▸ AUFGABENSTELLUNG: Bitte beantworte anhand des Artikels über die Midgard-Leuchten: In welchem Jahr wurde Curt Fischer Inhaber der Industriewerke Auma?

▸ SEITE:
○ ○ ○ ○ ○
Re-Edition:Licht gestalten

Re-Edition: Von links: "Peitschenleuchte" Typ 113, Federzugleuchte, Maschinenleuchte.

Von links: "Peitschenleuchte" Typ 113, Federzugleuchte, Maschinenleuchte.

(Foto: Hersteller)

Plötzlich Fabrikbesitzer: Zwei junge Hamburger verleihen jetzt den ikonischen Midgard-Leuchten aus den 1920er-Jahren neue Strahlkraft.

Von Max Scharnigg

Es ist das Jahr 1919 und Curt Fischer ist sauer. Er ist gerade Inhaber der Industriewerke Auma im gleichnamigen Ort in Thüringen geworden, aber seine Arbeiter sehen nichts. Das elektrische Licht ist eher noch eine Start-up-Technologie, die Birnen an der Decke scheinen gleichmäßig hell in die Fabrikhalle, in der Mechaniker Werkzeuge bauen, die im benachbarten Selb bei der Porzellanherstellung gebraucht werden. Aber die Männer stehen sich dabei oft selbst im Weg, besser gesagt: ihr Schatten. Ein Arbeiter, der sich über ein Werkstück beugt, braucht keine starre Birne über sich, sondern ein Licht, dass ihm bei jedem Handgriff folgt, in jede Richtung und auf jede Seite. Gibt's aber nicht.
○ ○ ○ ○ ○
▸ BEREITGESTELLTES MATERIAL:
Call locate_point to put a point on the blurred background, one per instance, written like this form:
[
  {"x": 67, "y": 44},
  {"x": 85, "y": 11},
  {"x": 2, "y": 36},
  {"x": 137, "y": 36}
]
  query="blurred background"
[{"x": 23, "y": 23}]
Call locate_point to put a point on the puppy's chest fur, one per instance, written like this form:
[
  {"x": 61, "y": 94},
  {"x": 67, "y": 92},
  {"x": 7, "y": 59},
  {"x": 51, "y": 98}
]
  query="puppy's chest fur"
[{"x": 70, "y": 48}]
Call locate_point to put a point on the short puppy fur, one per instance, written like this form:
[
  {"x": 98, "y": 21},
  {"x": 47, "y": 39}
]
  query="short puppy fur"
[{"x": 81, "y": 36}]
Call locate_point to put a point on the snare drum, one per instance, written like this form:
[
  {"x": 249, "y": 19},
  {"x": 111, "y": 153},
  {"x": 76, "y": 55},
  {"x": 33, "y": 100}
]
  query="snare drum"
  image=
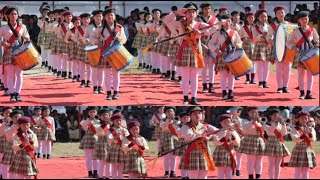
[
  {"x": 93, "y": 53},
  {"x": 118, "y": 56},
  {"x": 238, "y": 62},
  {"x": 310, "y": 59},
  {"x": 26, "y": 56}
]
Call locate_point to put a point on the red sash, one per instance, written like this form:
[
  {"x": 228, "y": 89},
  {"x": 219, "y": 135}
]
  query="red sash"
[
  {"x": 248, "y": 31},
  {"x": 136, "y": 147},
  {"x": 80, "y": 30},
  {"x": 113, "y": 132},
  {"x": 185, "y": 43},
  {"x": 302, "y": 40},
  {"x": 305, "y": 138},
  {"x": 259, "y": 129}
]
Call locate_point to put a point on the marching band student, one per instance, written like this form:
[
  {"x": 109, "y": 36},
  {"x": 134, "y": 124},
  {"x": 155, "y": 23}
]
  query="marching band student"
[
  {"x": 190, "y": 57},
  {"x": 116, "y": 157},
  {"x": 109, "y": 33},
  {"x": 262, "y": 48},
  {"x": 248, "y": 44},
  {"x": 222, "y": 43},
  {"x": 89, "y": 140},
  {"x": 303, "y": 156},
  {"x": 155, "y": 121},
  {"x": 194, "y": 160},
  {"x": 135, "y": 146},
  {"x": 276, "y": 150},
  {"x": 283, "y": 68},
  {"x": 24, "y": 142},
  {"x": 224, "y": 153},
  {"x": 297, "y": 41},
  {"x": 168, "y": 140},
  {"x": 13, "y": 34},
  {"x": 208, "y": 18},
  {"x": 101, "y": 146},
  {"x": 81, "y": 54},
  {"x": 9, "y": 153},
  {"x": 6, "y": 111},
  {"x": 253, "y": 143},
  {"x": 47, "y": 132}
]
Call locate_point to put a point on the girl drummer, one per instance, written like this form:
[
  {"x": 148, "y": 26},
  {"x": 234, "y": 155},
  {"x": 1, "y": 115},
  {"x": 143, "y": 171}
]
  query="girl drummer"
[
  {"x": 13, "y": 34},
  {"x": 186, "y": 59},
  {"x": 297, "y": 42},
  {"x": 262, "y": 49},
  {"x": 222, "y": 43},
  {"x": 109, "y": 33},
  {"x": 303, "y": 156},
  {"x": 248, "y": 45},
  {"x": 135, "y": 146},
  {"x": 276, "y": 150}
]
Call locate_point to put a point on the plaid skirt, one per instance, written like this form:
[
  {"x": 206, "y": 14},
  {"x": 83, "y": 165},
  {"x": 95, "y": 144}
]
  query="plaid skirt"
[
  {"x": 42, "y": 37},
  {"x": 253, "y": 145},
  {"x": 248, "y": 48},
  {"x": 188, "y": 58},
  {"x": 45, "y": 134},
  {"x": 116, "y": 155},
  {"x": 197, "y": 161},
  {"x": 167, "y": 141},
  {"x": 135, "y": 164},
  {"x": 3, "y": 142},
  {"x": 23, "y": 164},
  {"x": 157, "y": 133},
  {"x": 274, "y": 147},
  {"x": 180, "y": 151},
  {"x": 101, "y": 148},
  {"x": 8, "y": 154},
  {"x": 81, "y": 54},
  {"x": 137, "y": 40},
  {"x": 302, "y": 156},
  {"x": 88, "y": 141},
  {"x": 221, "y": 156}
]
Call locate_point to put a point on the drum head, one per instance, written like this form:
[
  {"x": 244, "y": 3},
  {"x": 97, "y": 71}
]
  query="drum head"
[
  {"x": 280, "y": 42},
  {"x": 233, "y": 56}
]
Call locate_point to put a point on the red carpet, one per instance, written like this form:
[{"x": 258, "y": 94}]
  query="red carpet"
[
  {"x": 75, "y": 168},
  {"x": 151, "y": 90}
]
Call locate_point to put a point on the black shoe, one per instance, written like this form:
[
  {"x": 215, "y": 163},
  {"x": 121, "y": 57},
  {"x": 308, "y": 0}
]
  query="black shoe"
[
  {"x": 285, "y": 90},
  {"x": 185, "y": 100},
  {"x": 18, "y": 97},
  {"x": 115, "y": 95},
  {"x": 172, "y": 174},
  {"x": 194, "y": 101},
  {"x": 205, "y": 88},
  {"x": 109, "y": 96}
]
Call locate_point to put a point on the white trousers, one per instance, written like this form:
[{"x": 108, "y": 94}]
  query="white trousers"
[
  {"x": 117, "y": 171},
  {"x": 254, "y": 164},
  {"x": 301, "y": 173},
  {"x": 104, "y": 168},
  {"x": 89, "y": 160},
  {"x": 189, "y": 74},
  {"x": 283, "y": 74},
  {"x": 224, "y": 172},
  {"x": 46, "y": 147},
  {"x": 274, "y": 167},
  {"x": 263, "y": 70},
  {"x": 14, "y": 76},
  {"x": 97, "y": 76},
  {"x": 115, "y": 79},
  {"x": 224, "y": 77},
  {"x": 169, "y": 162},
  {"x": 198, "y": 174},
  {"x": 209, "y": 66},
  {"x": 301, "y": 73}
]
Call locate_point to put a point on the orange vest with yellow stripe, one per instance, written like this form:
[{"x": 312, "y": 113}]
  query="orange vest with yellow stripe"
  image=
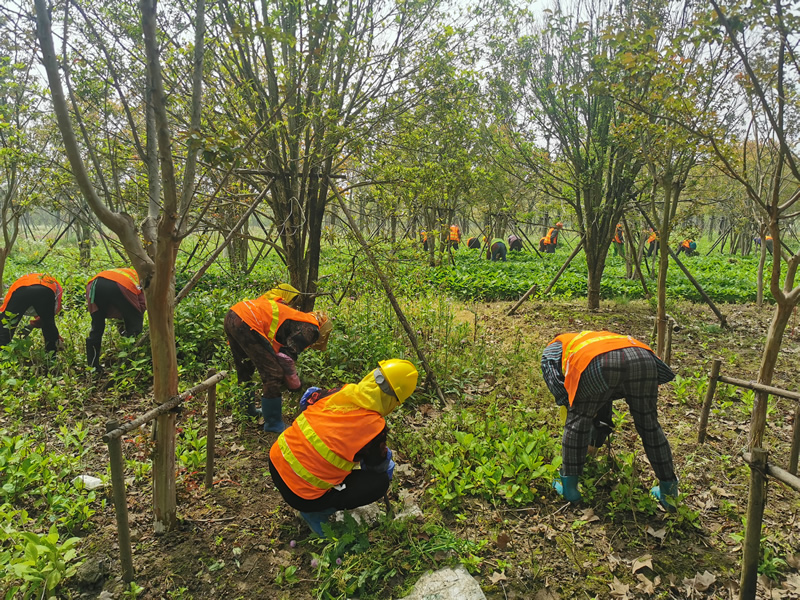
○ ○ ○ ○ ○
▸ VOLLSTÄNDIGE ANTWORT: Im Jahr 1919.